TASK REQUIREMENTS ->
For the data below, say how many lines contain "panel". Only the number should be given.
+++ SOURCE INFORMATION
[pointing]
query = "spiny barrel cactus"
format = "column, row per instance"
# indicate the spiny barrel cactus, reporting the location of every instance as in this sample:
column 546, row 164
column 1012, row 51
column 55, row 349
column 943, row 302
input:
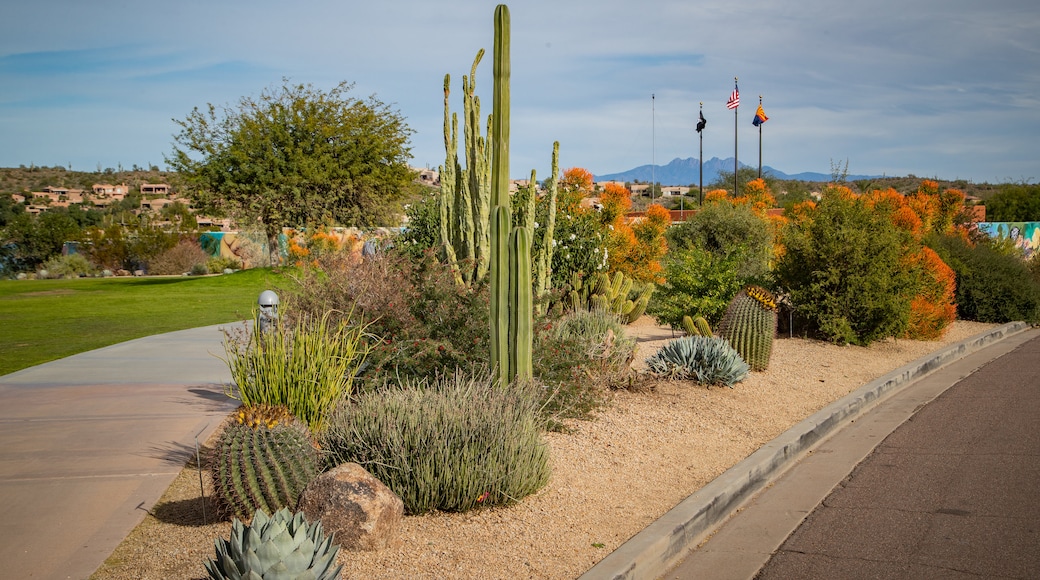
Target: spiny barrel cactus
column 262, row 460
column 706, row 360
column 283, row 546
column 750, row 325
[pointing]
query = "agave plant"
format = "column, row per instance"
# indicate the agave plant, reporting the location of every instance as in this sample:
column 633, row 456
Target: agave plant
column 284, row 546
column 706, row 360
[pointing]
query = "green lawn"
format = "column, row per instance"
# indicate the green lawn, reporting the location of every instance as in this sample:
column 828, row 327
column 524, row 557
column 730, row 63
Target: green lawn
column 42, row 320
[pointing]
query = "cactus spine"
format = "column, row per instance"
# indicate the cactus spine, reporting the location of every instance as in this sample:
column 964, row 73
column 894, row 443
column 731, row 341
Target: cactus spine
column 510, row 267
column 262, row 464
column 750, row 325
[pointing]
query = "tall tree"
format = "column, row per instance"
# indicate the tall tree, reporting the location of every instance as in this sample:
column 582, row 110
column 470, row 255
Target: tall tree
column 296, row 156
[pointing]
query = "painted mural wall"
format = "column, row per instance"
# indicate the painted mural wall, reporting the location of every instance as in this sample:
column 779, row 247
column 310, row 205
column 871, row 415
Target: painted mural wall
column 1024, row 234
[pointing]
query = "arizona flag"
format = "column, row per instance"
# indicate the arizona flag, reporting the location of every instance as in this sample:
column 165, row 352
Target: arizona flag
column 759, row 116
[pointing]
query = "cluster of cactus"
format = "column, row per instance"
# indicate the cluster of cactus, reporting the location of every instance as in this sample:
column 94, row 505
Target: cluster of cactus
column 512, row 304
column 467, row 200
column 282, row 546
column 607, row 294
column 263, row 459
column 705, row 360
column 750, row 325
column 697, row 326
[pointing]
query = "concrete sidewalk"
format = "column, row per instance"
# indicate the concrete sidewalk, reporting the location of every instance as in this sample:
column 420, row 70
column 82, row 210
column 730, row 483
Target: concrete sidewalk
column 89, row 443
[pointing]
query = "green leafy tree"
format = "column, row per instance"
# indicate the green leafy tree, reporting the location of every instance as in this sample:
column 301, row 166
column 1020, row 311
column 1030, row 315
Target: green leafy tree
column 1014, row 203
column 33, row 239
column 296, row 156
column 846, row 271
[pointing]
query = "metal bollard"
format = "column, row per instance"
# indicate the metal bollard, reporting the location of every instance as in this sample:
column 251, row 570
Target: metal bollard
column 268, row 310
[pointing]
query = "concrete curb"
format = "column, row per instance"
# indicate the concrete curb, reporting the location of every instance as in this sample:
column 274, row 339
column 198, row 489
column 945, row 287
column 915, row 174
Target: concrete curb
column 659, row 547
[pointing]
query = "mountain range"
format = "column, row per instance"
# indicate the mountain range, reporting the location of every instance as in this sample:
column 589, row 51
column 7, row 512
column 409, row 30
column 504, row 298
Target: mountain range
column 685, row 172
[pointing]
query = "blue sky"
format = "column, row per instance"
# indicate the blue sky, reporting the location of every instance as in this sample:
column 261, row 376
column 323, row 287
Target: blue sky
column 946, row 88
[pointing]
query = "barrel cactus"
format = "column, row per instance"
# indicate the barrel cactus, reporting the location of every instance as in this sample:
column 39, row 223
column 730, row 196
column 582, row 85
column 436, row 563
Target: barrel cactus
column 705, row 360
column 283, row 546
column 263, row 459
column 750, row 325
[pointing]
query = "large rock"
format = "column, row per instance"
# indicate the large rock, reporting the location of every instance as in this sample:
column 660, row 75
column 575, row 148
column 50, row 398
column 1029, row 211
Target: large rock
column 363, row 512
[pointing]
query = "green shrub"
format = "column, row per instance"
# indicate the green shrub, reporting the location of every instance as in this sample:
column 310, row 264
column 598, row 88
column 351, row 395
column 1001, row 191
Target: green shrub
column 705, row 360
column 724, row 229
column 697, row 282
column 846, row 272
column 73, row 265
column 451, row 443
column 183, row 258
column 992, row 285
column 425, row 322
column 217, row 265
column 308, row 366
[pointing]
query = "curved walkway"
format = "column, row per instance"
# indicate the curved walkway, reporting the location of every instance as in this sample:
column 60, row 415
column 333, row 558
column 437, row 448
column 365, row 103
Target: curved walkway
column 89, row 443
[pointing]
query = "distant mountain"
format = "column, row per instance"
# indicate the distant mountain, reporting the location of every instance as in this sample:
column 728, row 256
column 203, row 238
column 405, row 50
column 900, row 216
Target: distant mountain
column 685, row 172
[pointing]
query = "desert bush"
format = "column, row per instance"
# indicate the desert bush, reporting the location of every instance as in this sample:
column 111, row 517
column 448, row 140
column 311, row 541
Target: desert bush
column 423, row 320
column 575, row 358
column 450, row 443
column 218, row 264
column 933, row 308
column 845, row 270
column 73, row 265
column 697, row 282
column 705, row 360
column 308, row 366
column 724, row 229
column 992, row 286
column 180, row 259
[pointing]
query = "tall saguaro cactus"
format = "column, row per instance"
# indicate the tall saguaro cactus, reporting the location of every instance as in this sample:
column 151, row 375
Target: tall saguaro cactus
column 510, row 268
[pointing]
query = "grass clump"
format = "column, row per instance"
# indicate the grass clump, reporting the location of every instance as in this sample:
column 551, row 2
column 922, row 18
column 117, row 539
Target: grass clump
column 308, row 367
column 451, row 443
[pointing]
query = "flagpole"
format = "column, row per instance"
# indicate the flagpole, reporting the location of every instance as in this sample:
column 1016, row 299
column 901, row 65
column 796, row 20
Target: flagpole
column 700, row 161
column 759, row 140
column 735, row 162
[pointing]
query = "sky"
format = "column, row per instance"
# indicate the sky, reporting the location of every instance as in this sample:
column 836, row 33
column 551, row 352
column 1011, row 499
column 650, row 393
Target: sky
column 936, row 88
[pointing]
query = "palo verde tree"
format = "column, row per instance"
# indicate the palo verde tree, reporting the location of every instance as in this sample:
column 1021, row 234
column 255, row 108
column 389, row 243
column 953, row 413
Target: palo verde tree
column 296, row 156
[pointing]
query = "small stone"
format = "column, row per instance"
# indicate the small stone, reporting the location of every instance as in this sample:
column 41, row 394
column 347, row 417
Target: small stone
column 363, row 512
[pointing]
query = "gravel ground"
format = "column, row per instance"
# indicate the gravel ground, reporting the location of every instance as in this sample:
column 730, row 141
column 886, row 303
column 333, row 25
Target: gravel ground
column 612, row 476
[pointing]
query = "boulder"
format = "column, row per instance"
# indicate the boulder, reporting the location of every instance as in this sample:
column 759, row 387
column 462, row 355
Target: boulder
column 363, row 512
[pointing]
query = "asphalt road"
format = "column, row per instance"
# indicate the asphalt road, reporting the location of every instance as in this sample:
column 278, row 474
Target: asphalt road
column 953, row 493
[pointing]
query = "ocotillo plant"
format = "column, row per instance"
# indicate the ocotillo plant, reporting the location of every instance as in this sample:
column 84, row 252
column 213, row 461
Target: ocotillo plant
column 750, row 325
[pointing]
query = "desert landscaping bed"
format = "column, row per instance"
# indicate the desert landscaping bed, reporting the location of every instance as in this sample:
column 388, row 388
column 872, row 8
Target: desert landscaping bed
column 612, row 476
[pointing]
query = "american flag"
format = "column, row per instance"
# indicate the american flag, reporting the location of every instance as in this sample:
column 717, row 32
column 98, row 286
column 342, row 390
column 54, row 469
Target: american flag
column 734, row 99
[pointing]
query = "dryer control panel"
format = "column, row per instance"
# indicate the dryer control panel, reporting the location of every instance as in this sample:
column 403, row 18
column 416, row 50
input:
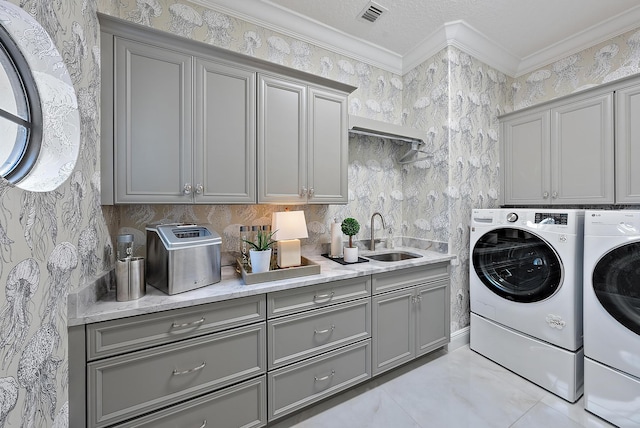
++++++
PROBLEM SOLUTION ->
2